**AIM:** Copy out the rows below word for word, starting at the row that contains "Identify each instance of the woman's arm" and ending at the row that contains "Identify each instance of the woman's forearm", both included. Copy no other rows.

**TASK INPUT:**
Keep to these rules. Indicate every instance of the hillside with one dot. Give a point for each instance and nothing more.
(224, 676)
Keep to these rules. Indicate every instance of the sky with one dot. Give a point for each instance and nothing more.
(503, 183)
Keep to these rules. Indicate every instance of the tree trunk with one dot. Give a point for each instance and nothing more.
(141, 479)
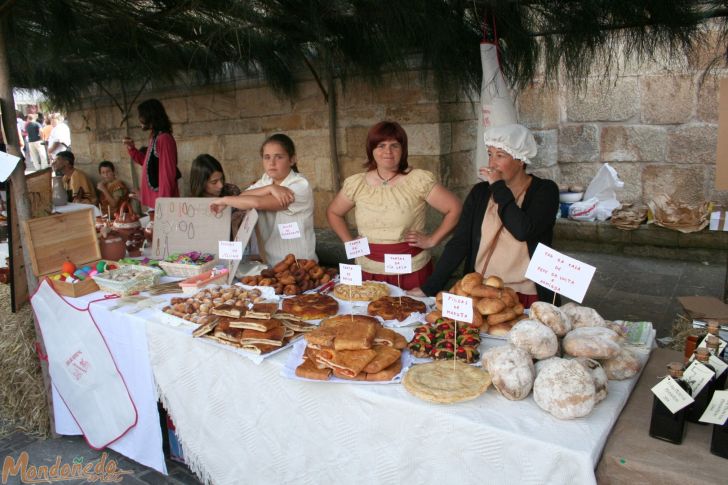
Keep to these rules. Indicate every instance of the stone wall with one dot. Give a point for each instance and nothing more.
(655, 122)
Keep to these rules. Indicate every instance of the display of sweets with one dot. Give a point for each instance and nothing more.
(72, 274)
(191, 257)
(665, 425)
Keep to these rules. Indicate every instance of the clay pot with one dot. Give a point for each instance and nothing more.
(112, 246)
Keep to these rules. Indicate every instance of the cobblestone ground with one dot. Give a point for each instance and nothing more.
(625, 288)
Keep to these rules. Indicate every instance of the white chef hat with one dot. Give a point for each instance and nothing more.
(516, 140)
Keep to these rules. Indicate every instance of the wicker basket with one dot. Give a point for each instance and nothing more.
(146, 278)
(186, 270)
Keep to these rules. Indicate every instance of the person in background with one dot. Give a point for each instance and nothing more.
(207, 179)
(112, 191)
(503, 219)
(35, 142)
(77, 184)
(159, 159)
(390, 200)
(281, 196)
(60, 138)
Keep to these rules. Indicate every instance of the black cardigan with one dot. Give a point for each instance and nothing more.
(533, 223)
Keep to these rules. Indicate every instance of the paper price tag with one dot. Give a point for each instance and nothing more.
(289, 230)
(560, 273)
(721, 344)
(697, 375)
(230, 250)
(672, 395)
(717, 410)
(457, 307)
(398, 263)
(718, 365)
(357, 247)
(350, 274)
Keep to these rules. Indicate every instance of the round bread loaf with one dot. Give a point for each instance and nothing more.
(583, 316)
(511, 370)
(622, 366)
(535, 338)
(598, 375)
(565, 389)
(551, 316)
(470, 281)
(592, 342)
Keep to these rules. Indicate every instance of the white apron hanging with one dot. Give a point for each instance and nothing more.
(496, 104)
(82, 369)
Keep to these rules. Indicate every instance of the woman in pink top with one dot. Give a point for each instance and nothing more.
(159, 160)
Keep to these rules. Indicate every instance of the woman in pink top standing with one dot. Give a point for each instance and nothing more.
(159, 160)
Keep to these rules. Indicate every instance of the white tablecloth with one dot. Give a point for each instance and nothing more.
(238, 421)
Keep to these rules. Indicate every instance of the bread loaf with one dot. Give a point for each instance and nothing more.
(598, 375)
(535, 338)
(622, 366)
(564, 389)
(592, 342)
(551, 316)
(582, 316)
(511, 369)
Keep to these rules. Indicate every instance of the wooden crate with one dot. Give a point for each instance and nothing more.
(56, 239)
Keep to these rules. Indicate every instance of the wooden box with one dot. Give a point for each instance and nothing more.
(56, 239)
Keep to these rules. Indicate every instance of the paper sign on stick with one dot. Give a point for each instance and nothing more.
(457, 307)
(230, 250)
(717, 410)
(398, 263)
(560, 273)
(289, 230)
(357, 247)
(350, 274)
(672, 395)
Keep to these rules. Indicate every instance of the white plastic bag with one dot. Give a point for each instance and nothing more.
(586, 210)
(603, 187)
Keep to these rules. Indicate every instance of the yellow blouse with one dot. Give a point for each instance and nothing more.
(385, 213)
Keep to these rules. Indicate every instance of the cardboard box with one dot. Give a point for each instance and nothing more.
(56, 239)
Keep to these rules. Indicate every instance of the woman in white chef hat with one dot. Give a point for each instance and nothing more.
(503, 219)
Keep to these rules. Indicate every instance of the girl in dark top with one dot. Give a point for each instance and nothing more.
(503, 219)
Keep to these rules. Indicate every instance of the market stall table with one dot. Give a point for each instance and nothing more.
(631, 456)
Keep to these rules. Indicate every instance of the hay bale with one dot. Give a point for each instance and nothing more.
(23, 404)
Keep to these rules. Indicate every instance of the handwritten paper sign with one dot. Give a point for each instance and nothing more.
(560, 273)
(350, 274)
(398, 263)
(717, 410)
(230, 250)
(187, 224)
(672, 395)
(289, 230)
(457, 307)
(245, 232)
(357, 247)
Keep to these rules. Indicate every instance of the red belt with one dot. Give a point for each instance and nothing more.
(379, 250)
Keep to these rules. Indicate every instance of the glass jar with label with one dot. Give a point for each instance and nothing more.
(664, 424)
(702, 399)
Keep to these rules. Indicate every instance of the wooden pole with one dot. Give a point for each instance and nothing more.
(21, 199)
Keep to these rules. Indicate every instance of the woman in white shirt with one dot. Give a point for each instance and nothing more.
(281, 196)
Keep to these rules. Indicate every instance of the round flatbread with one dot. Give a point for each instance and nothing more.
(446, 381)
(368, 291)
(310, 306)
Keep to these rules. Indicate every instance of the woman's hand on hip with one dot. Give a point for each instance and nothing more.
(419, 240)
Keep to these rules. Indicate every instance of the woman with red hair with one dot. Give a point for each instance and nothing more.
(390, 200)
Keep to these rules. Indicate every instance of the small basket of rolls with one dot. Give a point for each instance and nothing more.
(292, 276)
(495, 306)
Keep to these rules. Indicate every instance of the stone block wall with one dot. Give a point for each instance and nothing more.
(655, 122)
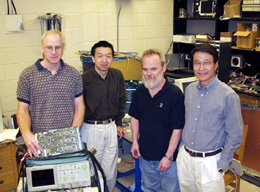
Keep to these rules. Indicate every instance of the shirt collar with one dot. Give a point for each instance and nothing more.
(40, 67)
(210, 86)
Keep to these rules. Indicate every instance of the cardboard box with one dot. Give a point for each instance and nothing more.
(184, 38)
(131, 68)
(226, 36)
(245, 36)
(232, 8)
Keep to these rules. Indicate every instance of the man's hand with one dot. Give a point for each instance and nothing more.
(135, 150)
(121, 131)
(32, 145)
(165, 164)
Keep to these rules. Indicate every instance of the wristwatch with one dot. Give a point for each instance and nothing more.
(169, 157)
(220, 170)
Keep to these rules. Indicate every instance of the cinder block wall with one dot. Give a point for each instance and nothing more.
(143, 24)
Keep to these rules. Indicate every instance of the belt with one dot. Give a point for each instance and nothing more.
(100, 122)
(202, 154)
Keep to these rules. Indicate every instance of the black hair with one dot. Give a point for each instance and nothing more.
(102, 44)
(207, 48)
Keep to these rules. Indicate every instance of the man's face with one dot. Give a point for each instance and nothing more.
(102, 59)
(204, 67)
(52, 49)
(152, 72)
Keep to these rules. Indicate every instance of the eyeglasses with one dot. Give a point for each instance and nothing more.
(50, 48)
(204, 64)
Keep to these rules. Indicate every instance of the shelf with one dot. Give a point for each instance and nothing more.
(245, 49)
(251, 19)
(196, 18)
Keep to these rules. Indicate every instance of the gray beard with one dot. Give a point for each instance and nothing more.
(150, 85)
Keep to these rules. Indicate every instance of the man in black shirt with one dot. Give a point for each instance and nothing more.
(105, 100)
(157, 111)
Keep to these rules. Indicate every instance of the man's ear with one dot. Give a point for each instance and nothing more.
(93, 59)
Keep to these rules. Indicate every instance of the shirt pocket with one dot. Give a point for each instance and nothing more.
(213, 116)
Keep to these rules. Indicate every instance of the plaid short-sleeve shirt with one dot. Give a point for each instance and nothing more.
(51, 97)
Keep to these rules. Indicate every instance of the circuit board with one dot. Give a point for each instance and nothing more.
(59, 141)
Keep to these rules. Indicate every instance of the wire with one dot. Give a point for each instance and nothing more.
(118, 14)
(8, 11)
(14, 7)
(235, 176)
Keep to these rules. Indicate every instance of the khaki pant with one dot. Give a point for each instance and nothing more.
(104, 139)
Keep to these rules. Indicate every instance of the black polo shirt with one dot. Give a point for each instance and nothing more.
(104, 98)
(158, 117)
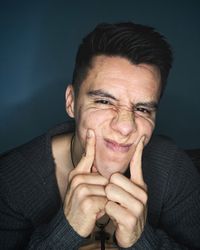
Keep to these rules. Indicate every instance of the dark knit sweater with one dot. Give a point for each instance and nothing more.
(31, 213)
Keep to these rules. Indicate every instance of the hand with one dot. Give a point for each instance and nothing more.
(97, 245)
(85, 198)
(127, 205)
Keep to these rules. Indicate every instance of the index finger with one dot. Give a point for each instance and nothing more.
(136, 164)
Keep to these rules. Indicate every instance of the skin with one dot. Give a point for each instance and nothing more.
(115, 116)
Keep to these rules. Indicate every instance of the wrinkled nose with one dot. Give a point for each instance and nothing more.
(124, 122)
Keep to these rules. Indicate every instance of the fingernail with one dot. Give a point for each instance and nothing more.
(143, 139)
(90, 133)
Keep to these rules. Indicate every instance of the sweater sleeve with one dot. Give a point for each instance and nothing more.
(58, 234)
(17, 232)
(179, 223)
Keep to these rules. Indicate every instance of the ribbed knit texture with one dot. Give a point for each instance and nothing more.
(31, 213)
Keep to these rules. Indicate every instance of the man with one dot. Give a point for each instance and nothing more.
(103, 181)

--

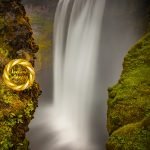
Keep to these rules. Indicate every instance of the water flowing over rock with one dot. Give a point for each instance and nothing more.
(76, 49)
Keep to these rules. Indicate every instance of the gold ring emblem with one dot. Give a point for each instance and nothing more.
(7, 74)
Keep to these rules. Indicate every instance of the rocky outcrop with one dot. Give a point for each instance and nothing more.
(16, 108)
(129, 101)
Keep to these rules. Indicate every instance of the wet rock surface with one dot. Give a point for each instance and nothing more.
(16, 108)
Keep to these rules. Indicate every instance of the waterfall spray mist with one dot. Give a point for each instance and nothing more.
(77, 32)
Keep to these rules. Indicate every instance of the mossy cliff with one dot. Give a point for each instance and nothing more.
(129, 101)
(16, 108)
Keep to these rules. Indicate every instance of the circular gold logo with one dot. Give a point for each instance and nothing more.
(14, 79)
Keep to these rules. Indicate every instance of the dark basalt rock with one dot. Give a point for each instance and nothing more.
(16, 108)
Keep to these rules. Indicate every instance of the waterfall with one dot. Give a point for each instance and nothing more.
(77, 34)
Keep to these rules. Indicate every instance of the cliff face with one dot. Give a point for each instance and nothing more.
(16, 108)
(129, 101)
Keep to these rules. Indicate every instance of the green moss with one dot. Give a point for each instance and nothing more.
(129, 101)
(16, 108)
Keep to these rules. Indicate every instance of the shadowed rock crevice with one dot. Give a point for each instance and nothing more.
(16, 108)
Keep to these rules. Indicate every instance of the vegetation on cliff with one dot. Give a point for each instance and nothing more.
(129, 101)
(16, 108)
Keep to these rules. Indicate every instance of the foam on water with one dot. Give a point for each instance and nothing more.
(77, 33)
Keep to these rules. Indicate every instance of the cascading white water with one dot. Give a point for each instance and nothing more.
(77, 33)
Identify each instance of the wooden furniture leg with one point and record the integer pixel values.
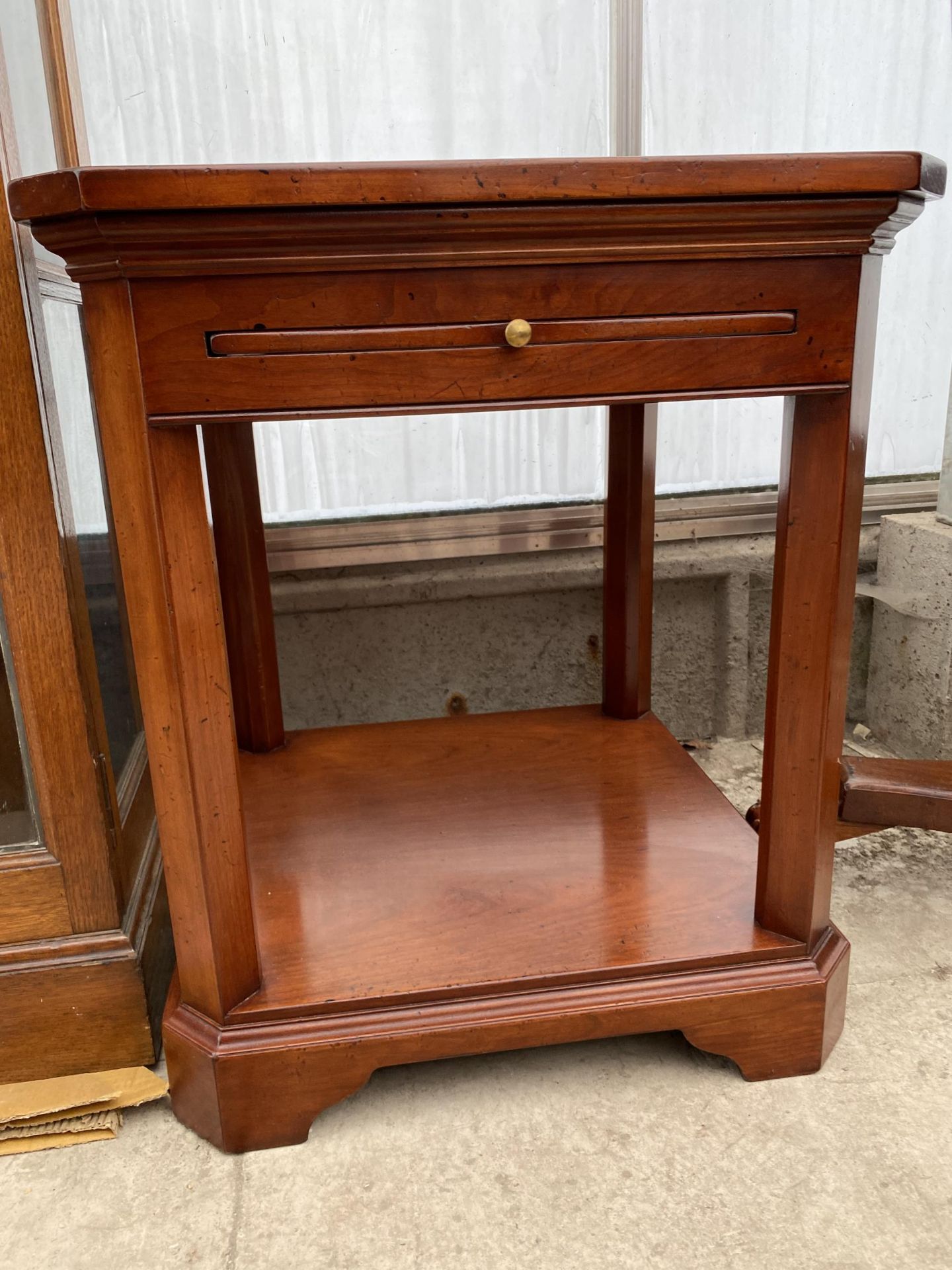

==

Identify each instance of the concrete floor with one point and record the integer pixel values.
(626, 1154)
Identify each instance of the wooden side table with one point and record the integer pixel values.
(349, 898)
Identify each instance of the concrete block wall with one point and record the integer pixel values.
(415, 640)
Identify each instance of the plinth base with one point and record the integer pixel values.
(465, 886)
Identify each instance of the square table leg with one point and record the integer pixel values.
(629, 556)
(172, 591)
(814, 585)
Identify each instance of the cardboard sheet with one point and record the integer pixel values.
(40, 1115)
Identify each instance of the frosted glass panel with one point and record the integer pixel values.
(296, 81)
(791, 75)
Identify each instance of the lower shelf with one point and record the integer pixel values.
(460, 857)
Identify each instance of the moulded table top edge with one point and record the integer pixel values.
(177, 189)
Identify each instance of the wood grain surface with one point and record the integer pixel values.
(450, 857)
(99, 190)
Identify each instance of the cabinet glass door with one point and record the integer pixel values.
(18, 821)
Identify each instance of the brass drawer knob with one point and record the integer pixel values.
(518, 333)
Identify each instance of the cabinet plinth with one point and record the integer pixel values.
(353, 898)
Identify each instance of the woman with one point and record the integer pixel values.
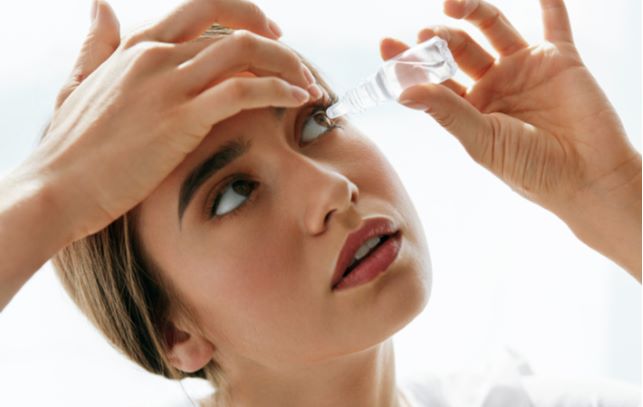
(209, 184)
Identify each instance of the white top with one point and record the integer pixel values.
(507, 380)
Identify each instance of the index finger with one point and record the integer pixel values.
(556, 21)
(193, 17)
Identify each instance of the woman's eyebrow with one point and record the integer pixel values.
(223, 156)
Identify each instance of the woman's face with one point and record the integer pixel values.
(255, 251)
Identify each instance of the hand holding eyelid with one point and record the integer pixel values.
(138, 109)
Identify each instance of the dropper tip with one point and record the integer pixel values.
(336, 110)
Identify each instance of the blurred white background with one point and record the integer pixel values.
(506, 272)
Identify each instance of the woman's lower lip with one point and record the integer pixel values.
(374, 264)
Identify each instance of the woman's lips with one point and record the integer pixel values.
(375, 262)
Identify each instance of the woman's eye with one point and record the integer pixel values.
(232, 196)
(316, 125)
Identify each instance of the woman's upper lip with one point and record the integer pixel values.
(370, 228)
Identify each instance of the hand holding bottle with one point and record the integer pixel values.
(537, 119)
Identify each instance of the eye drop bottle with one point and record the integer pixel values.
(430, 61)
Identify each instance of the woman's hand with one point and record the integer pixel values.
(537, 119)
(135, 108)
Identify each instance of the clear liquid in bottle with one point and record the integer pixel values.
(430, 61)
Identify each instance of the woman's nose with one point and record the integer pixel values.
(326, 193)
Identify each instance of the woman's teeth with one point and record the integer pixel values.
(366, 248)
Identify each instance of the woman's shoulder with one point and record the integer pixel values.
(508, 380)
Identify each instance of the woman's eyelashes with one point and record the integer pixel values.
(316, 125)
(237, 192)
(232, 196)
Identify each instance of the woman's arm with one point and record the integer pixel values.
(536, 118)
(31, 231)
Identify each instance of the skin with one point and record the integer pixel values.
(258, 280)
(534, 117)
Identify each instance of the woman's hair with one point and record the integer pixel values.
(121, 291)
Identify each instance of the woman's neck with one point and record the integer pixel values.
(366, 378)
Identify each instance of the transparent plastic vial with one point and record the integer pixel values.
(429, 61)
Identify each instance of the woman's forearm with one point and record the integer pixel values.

**OUTPUT:**
Identify each instance of the woman's arm with one point and record the integer pixel values.
(536, 118)
(31, 231)
Identify each instance of the skin with one point and record the integer pixel values.
(258, 280)
(534, 117)
Identify each instance of the woman's hair with one point and record the integer pixel values.
(121, 291)
Identify each instance of the woman's neck with one point and record the integer pixel values.
(366, 378)
Identify each instance of the transparent plastic vial with one point and record the integer pixel values.
(429, 61)
Identify each instance of the woman's forearm with one point and record the integer pixel values.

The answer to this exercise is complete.